▶ [Problem] Reproduce every entry exactly and leave its pictures out.

▶ [Stored rows]
^^^^

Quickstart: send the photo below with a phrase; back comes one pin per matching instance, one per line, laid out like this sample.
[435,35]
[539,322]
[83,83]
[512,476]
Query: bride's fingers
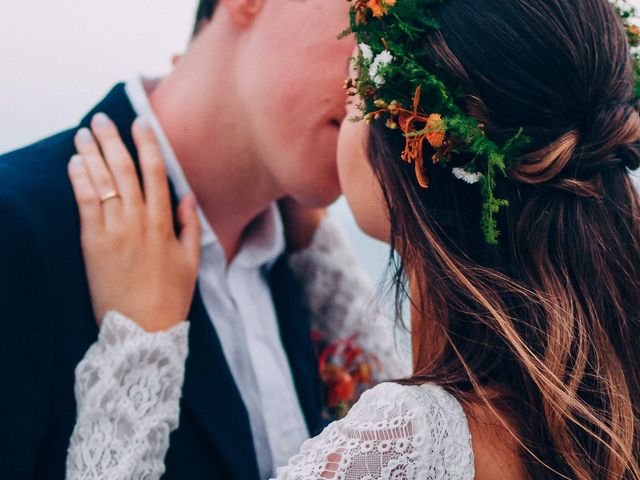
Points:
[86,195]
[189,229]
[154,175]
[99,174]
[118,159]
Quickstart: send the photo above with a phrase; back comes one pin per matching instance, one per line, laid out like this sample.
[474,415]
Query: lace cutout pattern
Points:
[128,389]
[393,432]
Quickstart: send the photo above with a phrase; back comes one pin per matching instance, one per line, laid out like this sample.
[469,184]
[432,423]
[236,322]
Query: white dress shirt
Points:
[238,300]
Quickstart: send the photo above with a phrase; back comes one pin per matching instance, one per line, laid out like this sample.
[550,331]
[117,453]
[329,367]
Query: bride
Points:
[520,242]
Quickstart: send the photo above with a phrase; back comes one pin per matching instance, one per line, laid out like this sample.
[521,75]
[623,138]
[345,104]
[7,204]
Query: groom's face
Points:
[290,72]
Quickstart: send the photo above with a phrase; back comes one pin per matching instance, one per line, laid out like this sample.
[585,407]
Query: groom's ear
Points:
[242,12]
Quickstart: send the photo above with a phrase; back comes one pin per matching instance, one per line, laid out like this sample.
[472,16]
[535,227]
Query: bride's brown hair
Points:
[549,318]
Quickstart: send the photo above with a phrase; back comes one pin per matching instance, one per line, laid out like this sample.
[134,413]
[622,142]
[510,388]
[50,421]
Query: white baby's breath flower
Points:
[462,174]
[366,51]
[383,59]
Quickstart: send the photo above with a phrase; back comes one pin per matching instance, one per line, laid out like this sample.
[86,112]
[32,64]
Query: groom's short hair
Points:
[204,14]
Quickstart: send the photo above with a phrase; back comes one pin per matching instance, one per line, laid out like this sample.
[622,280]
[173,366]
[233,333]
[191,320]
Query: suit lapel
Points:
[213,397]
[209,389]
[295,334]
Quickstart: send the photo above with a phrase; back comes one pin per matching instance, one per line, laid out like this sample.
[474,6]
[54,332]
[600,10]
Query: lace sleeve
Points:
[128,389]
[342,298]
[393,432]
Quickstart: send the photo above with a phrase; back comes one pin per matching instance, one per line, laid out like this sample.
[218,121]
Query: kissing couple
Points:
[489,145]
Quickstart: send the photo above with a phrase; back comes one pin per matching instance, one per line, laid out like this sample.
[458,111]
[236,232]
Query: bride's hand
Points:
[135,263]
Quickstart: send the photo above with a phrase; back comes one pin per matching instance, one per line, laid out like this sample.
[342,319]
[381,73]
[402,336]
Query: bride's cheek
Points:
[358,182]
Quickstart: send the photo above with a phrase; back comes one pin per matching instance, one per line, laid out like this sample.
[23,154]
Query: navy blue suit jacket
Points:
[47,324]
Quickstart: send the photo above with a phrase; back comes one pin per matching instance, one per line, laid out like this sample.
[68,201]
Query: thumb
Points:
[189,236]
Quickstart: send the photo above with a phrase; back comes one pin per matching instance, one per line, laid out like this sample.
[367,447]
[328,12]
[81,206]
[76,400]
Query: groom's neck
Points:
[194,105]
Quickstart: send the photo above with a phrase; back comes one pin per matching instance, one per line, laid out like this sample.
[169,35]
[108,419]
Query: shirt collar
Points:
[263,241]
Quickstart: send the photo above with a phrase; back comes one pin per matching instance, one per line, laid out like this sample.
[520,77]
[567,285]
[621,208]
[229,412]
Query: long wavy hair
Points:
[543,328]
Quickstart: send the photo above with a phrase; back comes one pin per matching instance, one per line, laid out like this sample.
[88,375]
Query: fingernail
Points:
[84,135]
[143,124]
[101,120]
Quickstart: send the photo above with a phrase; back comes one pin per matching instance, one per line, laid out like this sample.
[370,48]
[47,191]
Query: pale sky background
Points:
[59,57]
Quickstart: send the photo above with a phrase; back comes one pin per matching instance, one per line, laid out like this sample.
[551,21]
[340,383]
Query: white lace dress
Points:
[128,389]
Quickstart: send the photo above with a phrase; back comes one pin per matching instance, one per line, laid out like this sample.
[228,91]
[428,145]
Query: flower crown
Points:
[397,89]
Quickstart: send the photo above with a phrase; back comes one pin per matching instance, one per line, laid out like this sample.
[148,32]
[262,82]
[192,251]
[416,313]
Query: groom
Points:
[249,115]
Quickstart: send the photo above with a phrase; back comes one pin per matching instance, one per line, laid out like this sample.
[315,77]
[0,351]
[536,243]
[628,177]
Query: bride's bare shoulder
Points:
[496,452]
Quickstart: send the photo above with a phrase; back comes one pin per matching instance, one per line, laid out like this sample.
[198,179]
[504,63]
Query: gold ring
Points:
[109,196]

^^^^

▶ [Exercise solution]
Quickstart: send the photo below with a phrase; back comes one pin per matching instance, one per line, laid out like this sample.
[435,35]
[539,322]
[83,83]
[512,476]
Query: bride's fingers
Points:
[86,195]
[189,229]
[154,175]
[99,174]
[118,159]
Quickstart: send the photo above with a phrase; back comes one pin per matching instance, one per line, laid out like this sample.
[474,415]
Query: lace cutout pattern
Points:
[128,389]
[393,432]
Quickstart: send the photo above with a phrase; back comes one pin per matching instance, one per line, laid out like this sample.
[469,184]
[432,423]
[236,322]
Query: white dress shirt
Points:
[238,300]
Quickstart: send the photo above with a phrase; back comes one pin per matching instance, one per line, laid out like this sample.
[550,331]
[117,453]
[329,367]
Query: bride
Points:
[520,242]
Quickstart: send the photo above with a phrase; back comes one pin per matching instance, one per line, laid out like this sample.
[521,75]
[623,138]
[345,104]
[7,204]
Query: groom's face
Points:
[290,72]
Quickstart: send the photo above with a phrase; back comes one pin per matching instance, one per line, laid out like this sample.
[585,407]
Query: groom's ear
Points:
[242,12]
Quickstart: send the photo above with a phrase; back comes one pin per matching instance, one per line, laid out like this sample.
[472,16]
[535,227]
Query: bride's brown hair
Points:
[549,318]
Quickstart: send the photo above with a phrase; back comes one pin per matching instance, one per line, laid out like this sample.
[134,413]
[622,142]
[510,388]
[50,421]
Query: white baby's breath flower
Points:
[462,174]
[366,51]
[383,59]
Quickstart: send the photo above with a phrase; back comes one pin per matching instance, one per line, laid out like this sample.
[86,112]
[32,64]
Query: groom's short hair
Points:
[204,14]
Quickstart: send the photo above with a phrase; back comes one pin per matching instance, one per line, laid out like this sample.
[622,280]
[173,366]
[233,333]
[191,320]
Query: suit lapel
Points:
[213,397]
[209,389]
[295,334]
Quickstart: send the photo above with a phrase; back comes one pin per matching instance, one per line, laid out like this sample.
[474,6]
[54,332]
[600,10]
Query: lace sleeve
Points:
[128,389]
[342,298]
[393,432]
Quickstart: send the photo above with a phrase; back comes one pin per matching instance, one per line, laid out like this sample.
[218,121]
Query: kissing couple
Points:
[489,145]
Quickstart: send the photo above with a phrase; back comes one pin per matching instance, one per line, laid out like this sample.
[458,111]
[236,232]
Query: bride's hand
Points:
[135,263]
Quickstart: send the photo above with a phrase; back comes one pin per matching instance, one per line, laid out like this sample.
[342,319]
[381,73]
[402,336]
Query: bride's cheek
Points:
[358,182]
Quickstart: send the photo above with a phrase; back comes one pin per matching instance, one per line, laid out like this sample.
[23,154]
Query: navy blue suit jacket
Points:
[47,324]
Quickstart: send the photo above with a phrase; back comes one pin per matching instance, one per line, laid out like this sample.
[68,201]
Query: thumb
Points:
[189,236]
Quickstart: send the photo above with a phrase; back comes one pin per matching instance, one per line, laid out like this sample.
[367,447]
[328,12]
[81,206]
[76,400]
Query: groom's neck
Points:
[194,105]
Quickstart: send the photo above with a phrase; back comes one pin per matching instance, one per line, laid out like this sample.
[169,35]
[108,419]
Query: shirt collar
Points:
[263,241]
Quickstart: send the photo above with a phrase; back comes one pin per matching instance, one per line, laid out like this sample.
[520,77]
[567,285]
[621,208]
[229,412]
Query: long wavy hair
Points:
[543,328]
Quickstart: send the photo above with a phrase; back comes one pin per matching instance, one per line, laid out like this sample.
[88,375]
Query: fingernail
Points:
[84,135]
[143,124]
[101,120]
Quickstart: send the photo above with a phrase; back comes one pin per matching instance, one per line, laid out like this sample.
[370,48]
[47,191]
Query: pale sky background
Points:
[59,57]
Quickstart: send the photo above with a phrase; back comes one pin per matching instance, one per line, laid out like this sample.
[551,21]
[340,383]
Query: white lace dress
Points:
[128,389]
Quickstart: send the photo above with a phrase; back comes one pin per matching instance, one per line, laid out like this sample.
[228,91]
[428,145]
Query: flower crown
Points:
[397,89]
Quickstart: send the photo above with a phrase; back comes one pin per matching instance, one per line, laid out like this sample.
[148,32]
[262,82]
[192,251]
[416,313]
Query: groom
Points:
[249,115]
Quickstart: send the photo above with a phrase; back comes one pin per matching instance, one per line, laid out like this sample.
[315,77]
[0,351]
[536,243]
[628,177]
Query: bride's bare shoulder
Points:
[496,452]
Quickstart: send the photo above with a phrase; back comes one pin per matching instance, one per line, laid out like this sample.
[198,179]
[504,63]
Query: gold ring
Points:
[109,196]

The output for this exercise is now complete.